Instructions to follow
Rewrite the entries below from the line holding "Target: broad green leaf" through the end of the entries, inclusive, keeping every request line, and multiply each x and y coordinate in the answers by 1.55, rounding to whole numbers with halves rounded up.

(Entries in a dataset)
============

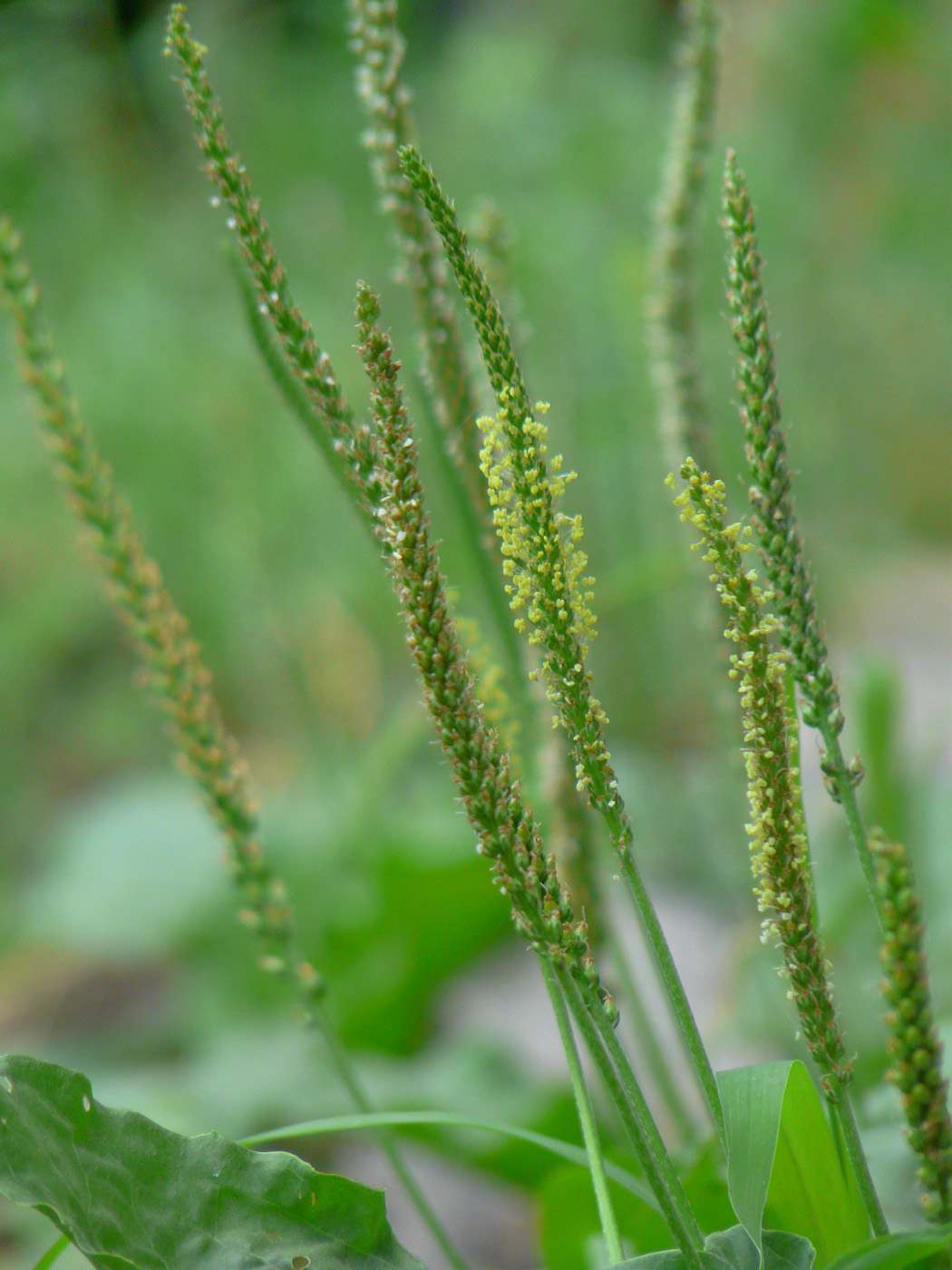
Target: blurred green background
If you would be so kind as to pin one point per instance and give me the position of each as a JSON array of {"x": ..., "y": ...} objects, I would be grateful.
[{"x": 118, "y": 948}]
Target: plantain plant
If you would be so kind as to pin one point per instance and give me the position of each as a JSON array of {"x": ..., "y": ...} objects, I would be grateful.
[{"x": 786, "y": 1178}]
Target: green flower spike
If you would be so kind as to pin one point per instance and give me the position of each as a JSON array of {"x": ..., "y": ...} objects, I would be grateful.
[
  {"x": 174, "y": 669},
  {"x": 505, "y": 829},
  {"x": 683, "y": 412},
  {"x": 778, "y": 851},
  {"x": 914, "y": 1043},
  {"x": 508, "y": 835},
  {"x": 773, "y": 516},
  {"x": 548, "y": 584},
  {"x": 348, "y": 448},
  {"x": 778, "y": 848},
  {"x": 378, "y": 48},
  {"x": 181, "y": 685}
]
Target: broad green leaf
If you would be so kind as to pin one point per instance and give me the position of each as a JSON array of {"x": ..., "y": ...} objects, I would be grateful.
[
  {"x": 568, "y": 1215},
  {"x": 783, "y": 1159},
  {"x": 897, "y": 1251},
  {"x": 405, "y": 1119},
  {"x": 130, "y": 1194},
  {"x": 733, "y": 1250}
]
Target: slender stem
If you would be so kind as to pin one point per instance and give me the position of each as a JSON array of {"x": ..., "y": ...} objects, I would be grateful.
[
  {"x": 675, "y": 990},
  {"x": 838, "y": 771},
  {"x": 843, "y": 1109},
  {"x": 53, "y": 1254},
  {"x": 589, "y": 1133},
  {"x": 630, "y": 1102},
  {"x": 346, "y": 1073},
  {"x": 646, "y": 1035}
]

============

Answer in full
Target: broad green leaf
If you would be so kind as to pin one point per instance and give me the position of each as a JSON array of {"x": ..., "y": ...} objects, I would be grateful.
[
  {"x": 880, "y": 1883},
  {"x": 1214, "y": 1796},
  {"x": 1390, "y": 1939},
  {"x": 628, "y": 1734},
  {"x": 202, "y": 1851},
  {"x": 1136, "y": 1938}
]
Target: slender stem
If you would be so kind as to pin one point per instance and give me the position of each as a JSON array of {"x": ..., "y": ...} objects, I would be grateful.
[
  {"x": 1046, "y": 1535},
  {"x": 1299, "y": 1195},
  {"x": 1307, "y": 1719},
  {"x": 82, "y": 1944},
  {"x": 913, "y": 1756},
  {"x": 977, "y": 1708},
  {"x": 536, "y": 1663},
  {"x": 1001, "y": 1604}
]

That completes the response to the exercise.